> _What is needed_
Continue the passage below on the career challenges of a freelance artist, starting after its final sentence. The entries that follow the passage are not part of it.

> _Text excerpt_
┌──

When it comes to advancing my career as a freelance artist, my biggest challenge or frustration would have to be being the right candidate for the right job. Here’s the explanation broken down into segments of why I derived on this answer.


Too many hands in the pot:

As a freelancer, I don’t have as much industry experience compared to some professional artists. With the popularity of concept art and illustration for games and film growing, we also have to add all the young and eager artists who are paying to learn the same thing. Now this should not be as troubling because I’ve been preparing myself with a few skills overtime, but now we have more artists flooding the market which in turn makes some companies/studios not care as much about hiring at a certain rate, and we also have the young inexperienced artists who want the exposure so much that are willing to work for less. When we add the incredible amount of artists worldwide, we get into how much money can we pay an artist vs. how much money do we get in return. Again, it boils down to experience and your ability to market yourself as a professional artist.


Tools of the trade:

When we talk about learning a software to create the next best and coolest looking thing in the shortest amount of time, concept artists are huge into this. A while back it was Photoshop. Then we got into photobashing, 3D, Keyshot style rendering, and recently, VR painting. Now this shouldn’t matter because all of these are just tools, but in some way it does as studios and clients want to play with the same toys and features setting the trend for the next generation of games, films, shows, or advertisements. Some artists argue that it all comes down to the knowledge you have with design fundamentals. I agree in a big way, but I also know that when you stop learning a tool and stick to your old school way of designing, you can fall behind rather quickly. Unless you’re one of the greats, which seems to find more rarity nowadays, learning a tool will give you an extra edge. If we go back to the first point, you have a vast amount of artists who are also learning these things in order to compete for the same jobs.

└──

> _Dataset excerpts_

┌──

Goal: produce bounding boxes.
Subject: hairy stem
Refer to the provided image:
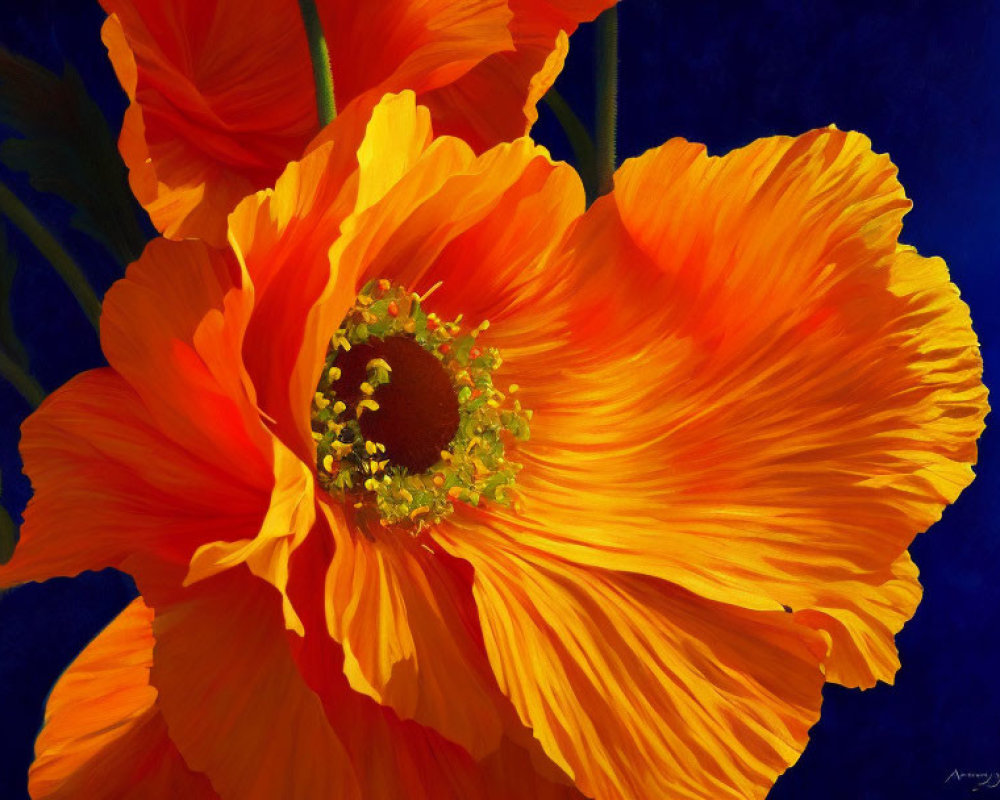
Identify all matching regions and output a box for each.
[594,6,618,200]
[299,0,337,127]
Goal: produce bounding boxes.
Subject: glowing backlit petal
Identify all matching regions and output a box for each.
[102,0,611,246]
[472,130,986,686]
[436,523,827,800]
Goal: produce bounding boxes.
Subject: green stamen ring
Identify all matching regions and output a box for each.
[312,279,531,533]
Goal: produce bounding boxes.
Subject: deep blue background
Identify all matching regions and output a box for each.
[0,0,1000,800]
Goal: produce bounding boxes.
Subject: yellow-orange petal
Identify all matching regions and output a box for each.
[354,139,584,338]
[435,523,827,800]
[128,558,362,800]
[290,536,583,800]
[28,598,218,800]
[321,504,506,758]
[229,93,442,460]
[102,0,511,246]
[474,129,987,686]
[0,369,267,586]
[420,0,615,152]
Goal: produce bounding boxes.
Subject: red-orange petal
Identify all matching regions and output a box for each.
[468,129,987,686]
[103,0,511,246]
[101,239,271,486]
[314,504,506,758]
[290,537,583,800]
[0,369,267,586]
[435,523,827,800]
[126,558,362,800]
[28,598,218,800]
[420,0,616,152]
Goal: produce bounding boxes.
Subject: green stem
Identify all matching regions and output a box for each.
[543,89,597,203]
[594,6,618,200]
[299,0,337,128]
[0,350,45,408]
[0,183,101,332]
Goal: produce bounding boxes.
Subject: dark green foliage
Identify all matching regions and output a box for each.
[0,48,145,264]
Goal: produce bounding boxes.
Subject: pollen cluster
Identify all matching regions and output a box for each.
[312,280,531,531]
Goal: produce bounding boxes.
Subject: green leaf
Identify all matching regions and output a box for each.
[0,224,28,370]
[0,48,146,264]
[0,468,17,564]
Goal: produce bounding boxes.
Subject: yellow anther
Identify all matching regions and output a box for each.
[418,281,444,303]
[354,397,379,419]
[330,442,353,458]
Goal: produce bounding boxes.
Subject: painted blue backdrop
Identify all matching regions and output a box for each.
[0,0,1000,800]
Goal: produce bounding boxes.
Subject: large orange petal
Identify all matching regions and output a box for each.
[0,369,267,585]
[290,537,583,800]
[127,558,361,800]
[468,130,986,686]
[230,92,584,460]
[102,0,511,246]
[28,598,218,800]
[322,504,506,758]
[435,524,827,800]
[229,93,442,460]
[420,0,616,152]
[101,233,271,485]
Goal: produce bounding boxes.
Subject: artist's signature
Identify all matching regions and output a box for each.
[944,769,1000,792]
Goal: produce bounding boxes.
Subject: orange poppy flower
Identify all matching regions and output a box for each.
[101,0,614,245]
[0,93,987,800]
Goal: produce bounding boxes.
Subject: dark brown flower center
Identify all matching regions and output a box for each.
[330,336,458,473]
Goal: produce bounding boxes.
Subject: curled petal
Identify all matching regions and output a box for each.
[437,526,827,800]
[28,598,218,800]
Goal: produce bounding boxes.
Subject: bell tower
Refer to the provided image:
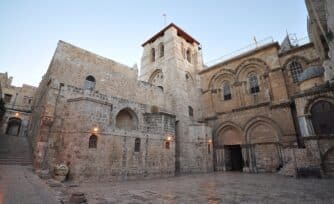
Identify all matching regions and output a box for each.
[139,23,213,173]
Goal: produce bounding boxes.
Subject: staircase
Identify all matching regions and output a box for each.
[0,134,32,165]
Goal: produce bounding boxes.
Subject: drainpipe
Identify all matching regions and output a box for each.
[12,93,19,109]
[42,83,64,169]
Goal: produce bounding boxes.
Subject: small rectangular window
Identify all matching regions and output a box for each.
[165,141,170,149]
[251,86,260,94]
[224,94,232,101]
[4,94,13,103]
[135,138,140,152]
[188,106,194,117]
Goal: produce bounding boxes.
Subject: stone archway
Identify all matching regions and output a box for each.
[323,148,334,177]
[246,120,282,172]
[6,118,22,136]
[214,123,244,171]
[116,108,138,131]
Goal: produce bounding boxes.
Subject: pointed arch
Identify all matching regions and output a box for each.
[214,122,245,146]
[236,58,269,82]
[116,108,138,130]
[244,116,283,144]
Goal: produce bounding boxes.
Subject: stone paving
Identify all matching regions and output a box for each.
[68,173,334,204]
[0,165,60,204]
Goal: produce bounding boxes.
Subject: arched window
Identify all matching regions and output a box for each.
[311,101,334,135]
[159,43,165,57]
[135,138,140,152]
[289,60,303,83]
[248,73,260,94]
[181,43,186,59]
[223,82,232,101]
[84,75,96,90]
[88,135,97,148]
[6,117,22,136]
[186,48,191,63]
[148,69,164,89]
[151,48,155,62]
[188,106,194,117]
[116,108,138,130]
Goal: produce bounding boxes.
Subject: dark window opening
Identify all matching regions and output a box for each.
[4,94,13,103]
[85,75,96,90]
[290,60,303,83]
[188,106,194,117]
[223,83,232,101]
[311,101,334,135]
[135,138,140,152]
[248,73,260,94]
[88,135,97,149]
[165,141,170,149]
[186,49,191,63]
[159,43,165,57]
[151,48,155,62]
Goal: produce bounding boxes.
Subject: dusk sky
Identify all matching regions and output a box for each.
[0,0,307,86]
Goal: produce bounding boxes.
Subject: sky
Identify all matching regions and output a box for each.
[0,0,307,86]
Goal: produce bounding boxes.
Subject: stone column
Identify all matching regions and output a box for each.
[298,115,315,137]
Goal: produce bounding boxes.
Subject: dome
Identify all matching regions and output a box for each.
[298,66,325,82]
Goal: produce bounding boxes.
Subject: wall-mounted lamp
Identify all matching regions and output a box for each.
[93,127,99,132]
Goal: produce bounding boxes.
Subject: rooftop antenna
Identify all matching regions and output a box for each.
[162,13,167,26]
[254,36,258,47]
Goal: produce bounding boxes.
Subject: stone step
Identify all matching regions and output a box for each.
[0,159,32,165]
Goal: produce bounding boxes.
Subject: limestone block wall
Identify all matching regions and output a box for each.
[209,105,296,172]
[200,43,288,118]
[30,78,175,180]
[279,43,321,97]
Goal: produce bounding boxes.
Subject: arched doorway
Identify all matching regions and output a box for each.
[214,125,244,171]
[311,100,334,135]
[247,121,281,172]
[116,108,138,130]
[323,148,334,177]
[6,118,22,136]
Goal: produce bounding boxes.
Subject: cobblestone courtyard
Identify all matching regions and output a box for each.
[66,173,334,203]
[0,165,334,204]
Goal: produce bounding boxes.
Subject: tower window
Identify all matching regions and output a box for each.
[88,135,97,149]
[188,106,194,117]
[290,60,303,83]
[84,75,96,90]
[159,43,165,57]
[151,48,155,62]
[248,73,260,94]
[135,138,140,152]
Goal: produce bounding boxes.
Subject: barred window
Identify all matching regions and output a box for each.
[188,106,194,117]
[151,48,155,62]
[223,83,232,101]
[88,135,97,149]
[290,60,303,83]
[248,73,260,94]
[186,48,191,63]
[159,43,165,57]
[84,75,96,90]
[135,138,140,152]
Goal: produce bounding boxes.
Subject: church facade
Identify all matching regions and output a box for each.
[3,0,334,181]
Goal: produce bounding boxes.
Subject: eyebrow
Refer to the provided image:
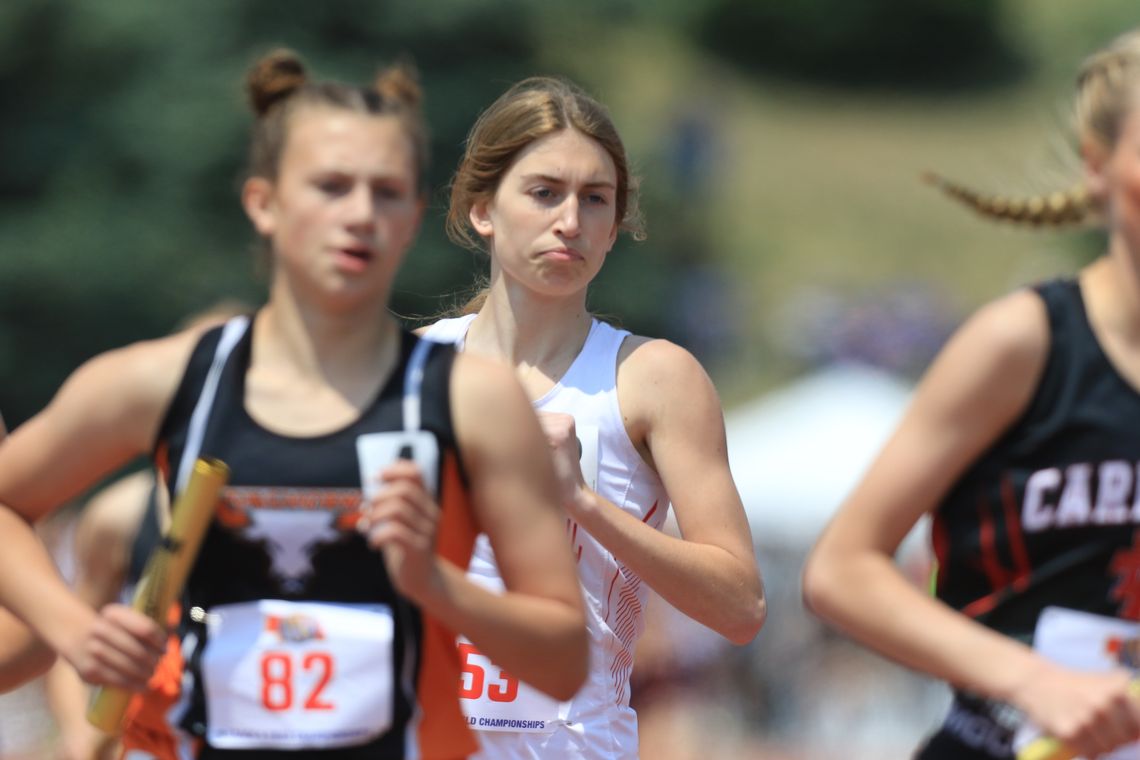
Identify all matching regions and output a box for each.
[522,174,617,190]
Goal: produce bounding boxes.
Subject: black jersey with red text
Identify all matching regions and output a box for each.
[125,327,478,760]
[934,279,1140,640]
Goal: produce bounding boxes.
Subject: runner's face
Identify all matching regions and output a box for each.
[247,107,422,305]
[1104,96,1140,250]
[471,129,618,297]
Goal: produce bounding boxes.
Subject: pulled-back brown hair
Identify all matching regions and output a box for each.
[447,76,645,248]
[245,49,429,193]
[923,30,1140,226]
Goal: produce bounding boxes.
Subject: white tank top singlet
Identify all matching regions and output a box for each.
[424,314,669,760]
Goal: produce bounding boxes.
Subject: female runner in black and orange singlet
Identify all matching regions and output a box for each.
[804,31,1140,760]
[0,52,587,759]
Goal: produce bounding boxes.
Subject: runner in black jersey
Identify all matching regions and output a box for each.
[804,31,1140,760]
[0,51,587,760]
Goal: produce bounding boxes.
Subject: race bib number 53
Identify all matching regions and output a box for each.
[457,637,561,734]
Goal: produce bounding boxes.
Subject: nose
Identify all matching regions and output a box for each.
[554,194,581,237]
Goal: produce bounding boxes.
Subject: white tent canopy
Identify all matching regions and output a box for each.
[725,363,911,546]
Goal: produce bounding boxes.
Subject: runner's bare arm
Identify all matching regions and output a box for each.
[0,334,196,688]
[804,291,1127,756]
[547,337,766,644]
[434,354,588,698]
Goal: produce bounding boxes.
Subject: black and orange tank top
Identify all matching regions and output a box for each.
[125,318,478,760]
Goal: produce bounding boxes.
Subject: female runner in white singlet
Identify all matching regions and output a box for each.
[425,72,765,760]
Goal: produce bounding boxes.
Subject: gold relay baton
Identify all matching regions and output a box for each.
[87,458,229,734]
[1017,679,1140,760]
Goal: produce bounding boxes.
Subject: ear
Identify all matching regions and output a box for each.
[467,201,495,237]
[605,222,620,253]
[1081,139,1112,201]
[242,177,277,237]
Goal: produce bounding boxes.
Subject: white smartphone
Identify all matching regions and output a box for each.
[357,431,439,499]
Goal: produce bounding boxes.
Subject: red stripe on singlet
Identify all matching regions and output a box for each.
[978,499,1012,591]
[1001,475,1033,591]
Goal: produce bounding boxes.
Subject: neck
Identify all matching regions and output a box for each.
[466,275,593,379]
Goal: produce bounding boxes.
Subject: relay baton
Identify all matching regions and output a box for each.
[87,458,229,734]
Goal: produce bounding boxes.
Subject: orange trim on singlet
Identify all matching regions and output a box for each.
[416,451,479,760]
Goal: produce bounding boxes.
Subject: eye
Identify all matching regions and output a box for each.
[316,177,352,196]
[372,182,407,201]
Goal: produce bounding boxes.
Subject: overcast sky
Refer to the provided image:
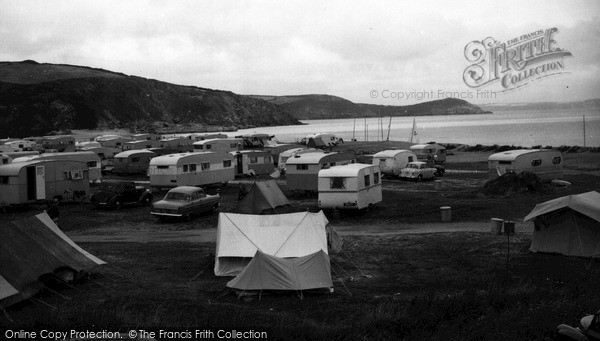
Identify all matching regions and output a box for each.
[0,0,600,105]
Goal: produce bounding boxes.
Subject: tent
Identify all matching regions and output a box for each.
[214,211,329,276]
[238,180,290,214]
[227,250,333,290]
[0,213,105,306]
[524,191,600,257]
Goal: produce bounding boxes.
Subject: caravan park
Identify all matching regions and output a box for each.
[0,0,600,341]
[0,142,600,340]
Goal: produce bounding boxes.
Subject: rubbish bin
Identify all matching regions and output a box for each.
[440,206,452,223]
[490,218,504,234]
[504,220,515,234]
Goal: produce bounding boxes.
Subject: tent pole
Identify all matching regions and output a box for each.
[51,273,81,292]
[44,285,71,301]
[2,308,15,323]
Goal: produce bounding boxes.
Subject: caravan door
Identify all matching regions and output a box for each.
[35,166,46,200]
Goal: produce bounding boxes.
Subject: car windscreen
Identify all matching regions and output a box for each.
[165,192,190,201]
[100,183,123,192]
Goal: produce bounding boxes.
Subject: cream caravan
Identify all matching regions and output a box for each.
[0,159,90,205]
[319,163,382,210]
[12,151,102,181]
[410,143,446,163]
[148,152,235,188]
[285,152,356,192]
[373,149,417,176]
[194,138,243,153]
[488,149,564,180]
[229,149,275,176]
[113,149,156,174]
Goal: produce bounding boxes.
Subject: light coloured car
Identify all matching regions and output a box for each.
[150,186,220,220]
[400,161,437,181]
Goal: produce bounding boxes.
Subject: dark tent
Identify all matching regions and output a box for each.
[238,180,290,214]
[0,213,104,306]
[523,191,600,258]
[227,250,333,291]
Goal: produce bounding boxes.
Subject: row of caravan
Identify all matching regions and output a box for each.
[148,150,275,188]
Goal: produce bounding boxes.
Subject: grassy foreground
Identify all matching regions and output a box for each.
[0,233,600,340]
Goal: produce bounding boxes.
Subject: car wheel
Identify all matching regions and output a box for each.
[142,195,152,206]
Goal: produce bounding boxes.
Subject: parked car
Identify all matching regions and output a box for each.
[90,180,153,209]
[400,161,437,181]
[150,186,220,220]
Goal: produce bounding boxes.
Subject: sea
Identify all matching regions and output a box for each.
[230,109,600,147]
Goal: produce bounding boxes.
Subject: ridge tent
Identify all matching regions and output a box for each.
[238,180,291,214]
[214,211,329,276]
[0,275,19,307]
[0,213,105,306]
[227,250,333,291]
[524,191,600,257]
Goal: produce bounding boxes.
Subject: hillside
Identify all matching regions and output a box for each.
[253,95,484,120]
[0,61,299,137]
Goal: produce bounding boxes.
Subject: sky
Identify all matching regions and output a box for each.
[0,0,600,105]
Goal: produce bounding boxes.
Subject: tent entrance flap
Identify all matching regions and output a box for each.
[214,212,329,276]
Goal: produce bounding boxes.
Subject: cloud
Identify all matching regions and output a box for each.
[0,0,600,102]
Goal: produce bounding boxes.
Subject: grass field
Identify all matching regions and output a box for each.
[0,146,600,340]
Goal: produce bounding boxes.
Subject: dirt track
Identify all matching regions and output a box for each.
[69,222,532,243]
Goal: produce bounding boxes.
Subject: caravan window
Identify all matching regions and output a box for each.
[329,178,346,189]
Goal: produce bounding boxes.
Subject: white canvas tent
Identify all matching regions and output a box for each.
[215,211,329,276]
[524,191,600,257]
[227,250,333,291]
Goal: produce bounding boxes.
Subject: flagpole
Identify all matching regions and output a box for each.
[583,115,585,148]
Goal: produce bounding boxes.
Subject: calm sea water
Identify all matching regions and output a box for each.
[232,109,600,147]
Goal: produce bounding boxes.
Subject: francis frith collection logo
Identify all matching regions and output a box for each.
[463,28,572,92]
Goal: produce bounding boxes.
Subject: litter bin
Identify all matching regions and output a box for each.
[440,206,452,223]
[490,218,504,234]
[504,220,515,234]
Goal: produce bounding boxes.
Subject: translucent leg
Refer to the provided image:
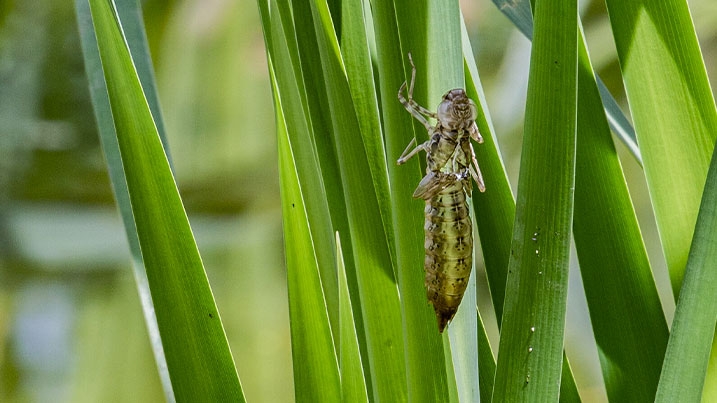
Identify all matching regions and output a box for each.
[398,53,438,132]
[396,138,428,165]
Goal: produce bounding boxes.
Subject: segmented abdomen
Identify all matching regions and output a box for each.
[424,179,473,333]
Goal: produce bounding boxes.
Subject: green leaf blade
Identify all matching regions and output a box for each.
[85,0,244,401]
[573,26,668,402]
[655,144,717,402]
[493,0,578,401]
[606,0,717,296]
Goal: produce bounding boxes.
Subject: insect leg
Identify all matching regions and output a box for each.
[468,122,483,144]
[396,138,428,165]
[398,53,437,131]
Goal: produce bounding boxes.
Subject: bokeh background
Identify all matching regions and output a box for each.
[0,0,717,402]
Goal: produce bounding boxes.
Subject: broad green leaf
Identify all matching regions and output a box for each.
[85,0,244,401]
[269,76,341,402]
[304,1,406,401]
[493,0,642,164]
[336,232,368,403]
[75,0,174,402]
[341,0,396,272]
[463,8,580,402]
[266,1,344,344]
[573,24,668,402]
[655,144,717,402]
[493,0,578,401]
[476,309,495,403]
[371,1,455,402]
[606,0,717,297]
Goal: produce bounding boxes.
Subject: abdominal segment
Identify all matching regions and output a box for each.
[425,179,473,332]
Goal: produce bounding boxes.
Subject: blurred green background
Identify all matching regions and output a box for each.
[0,0,717,402]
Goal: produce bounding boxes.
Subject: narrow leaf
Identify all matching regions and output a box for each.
[85,0,244,401]
[336,232,368,403]
[269,79,341,402]
[606,0,717,297]
[655,143,717,402]
[493,0,578,401]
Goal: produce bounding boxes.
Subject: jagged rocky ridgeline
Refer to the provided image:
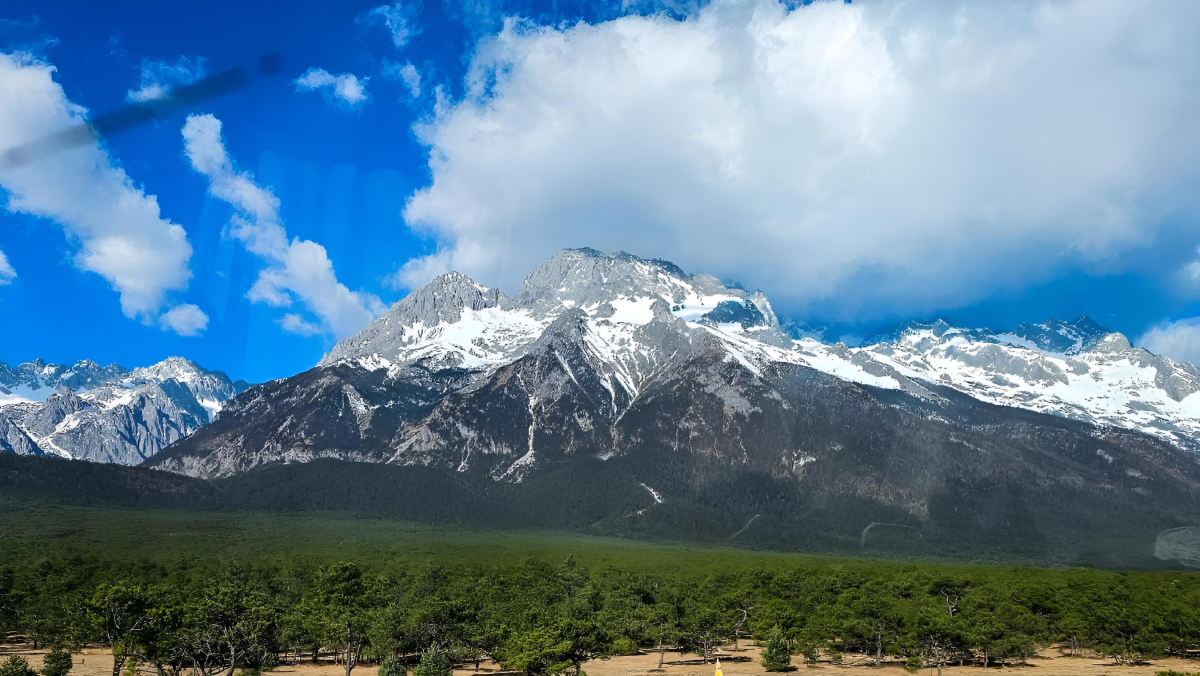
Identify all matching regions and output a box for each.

└──

> _Response to this exercise_
Now, I mentioned before that I didn’t have as much experience as some professional artists who are competing for the same jobs. I have a rather high bar set for myself, as any artist should, and for me it has been important to start working with higher level studios/companies, skipping smaller gigs. In order to combat this, I’ve taken more of a back seat to improve my skills in order to compete at a higher level. When trying to find these higher level jobs, I now run through the trouble of having the skills, but not the experience of working in a studio or with a range of clients. We start the catch 22 argument with you need the experience to work. A way to bypass this could happen by living closer or having more access to smaller studios/companies willing to hire a more inexperience artist in order to coach and propel them to the next level. I also need to add the having the right experience with making and knowing how to handle contracts with clients/studios. This is so important that not knowing how to do it right can have undesirable effects with your work and brand as an artist. There is also the competition against your own teachers and heroes. When you want to play with the big boys, you also have to able to handle yourself against them. This means knowing how to do the right designs quickly and effectively. When you have to compete at the rate of speed of your own heroes and teachers while making things look good and fresh, it can be daunting and frustrating.



In an age where communication is so easy to have worldwide, finding a job as a concept artist is easier than ever. For some, having the media presence is a little harder so living in a good location where more jobs are available is key. The challenge I face is finding the right kind of jobs that can be flexible and are willing to accept me as a freelance artist working remotely. I’ve had a few issues where my location created a bit of a problem in landing a job. Again, we can go back to the experience you have as an artist. I have a good friend of mine who is very experienced as a designer on what he does, that he doesn’t need to worry about working on-location. He does tell me that the company wants him to move to their location (the company is in a different state). Living in the right place can definitely affect your chances of finding more opportunities in this industry. Since this is a bit of an issue for me, I have to resort to another challenging topic.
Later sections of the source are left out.